▶ [REQUIREMENT]: State only the number of lines in the items below that contain the word "woolly". Case matters.

□ □ □ □ □ □ □

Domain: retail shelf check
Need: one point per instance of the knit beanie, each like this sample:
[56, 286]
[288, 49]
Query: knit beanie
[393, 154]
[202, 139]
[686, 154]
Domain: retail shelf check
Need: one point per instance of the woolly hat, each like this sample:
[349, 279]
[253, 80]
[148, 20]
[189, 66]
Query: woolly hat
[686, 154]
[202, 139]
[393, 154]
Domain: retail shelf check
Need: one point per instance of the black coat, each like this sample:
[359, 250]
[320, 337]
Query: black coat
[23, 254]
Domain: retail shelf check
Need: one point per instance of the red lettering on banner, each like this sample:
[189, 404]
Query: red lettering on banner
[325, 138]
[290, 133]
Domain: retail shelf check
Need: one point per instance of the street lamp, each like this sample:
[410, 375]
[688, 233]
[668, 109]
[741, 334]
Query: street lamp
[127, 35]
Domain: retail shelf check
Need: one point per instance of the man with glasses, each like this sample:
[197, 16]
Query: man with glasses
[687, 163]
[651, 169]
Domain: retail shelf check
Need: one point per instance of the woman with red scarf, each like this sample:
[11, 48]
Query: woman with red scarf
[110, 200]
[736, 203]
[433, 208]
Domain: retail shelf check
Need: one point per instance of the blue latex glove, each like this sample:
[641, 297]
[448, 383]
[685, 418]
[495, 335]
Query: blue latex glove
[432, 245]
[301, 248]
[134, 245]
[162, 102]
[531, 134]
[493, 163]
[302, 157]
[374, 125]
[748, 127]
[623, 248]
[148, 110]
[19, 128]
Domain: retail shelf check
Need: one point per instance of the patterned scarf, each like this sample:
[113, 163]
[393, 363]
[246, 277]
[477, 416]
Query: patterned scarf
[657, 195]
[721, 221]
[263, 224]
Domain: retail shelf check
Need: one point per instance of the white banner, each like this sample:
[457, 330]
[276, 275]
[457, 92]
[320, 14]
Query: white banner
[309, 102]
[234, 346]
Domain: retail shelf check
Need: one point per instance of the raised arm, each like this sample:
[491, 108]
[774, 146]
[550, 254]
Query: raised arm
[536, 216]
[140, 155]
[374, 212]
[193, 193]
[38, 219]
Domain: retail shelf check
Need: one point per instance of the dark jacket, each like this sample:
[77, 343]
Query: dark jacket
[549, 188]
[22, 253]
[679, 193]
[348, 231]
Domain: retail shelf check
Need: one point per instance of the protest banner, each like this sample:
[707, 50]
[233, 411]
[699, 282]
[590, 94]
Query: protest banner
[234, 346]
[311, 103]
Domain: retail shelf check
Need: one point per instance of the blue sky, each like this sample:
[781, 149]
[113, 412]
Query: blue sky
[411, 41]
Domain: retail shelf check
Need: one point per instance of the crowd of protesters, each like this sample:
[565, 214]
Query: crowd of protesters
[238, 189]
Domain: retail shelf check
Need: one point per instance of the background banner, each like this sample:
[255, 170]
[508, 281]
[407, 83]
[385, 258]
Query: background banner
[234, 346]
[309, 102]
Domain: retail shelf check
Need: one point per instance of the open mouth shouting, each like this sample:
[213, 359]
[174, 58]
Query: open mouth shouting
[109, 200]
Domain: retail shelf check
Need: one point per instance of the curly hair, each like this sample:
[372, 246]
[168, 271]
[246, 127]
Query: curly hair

□ □ □ □ □ □ □

▶ [EXERCISE ANSWER]: 2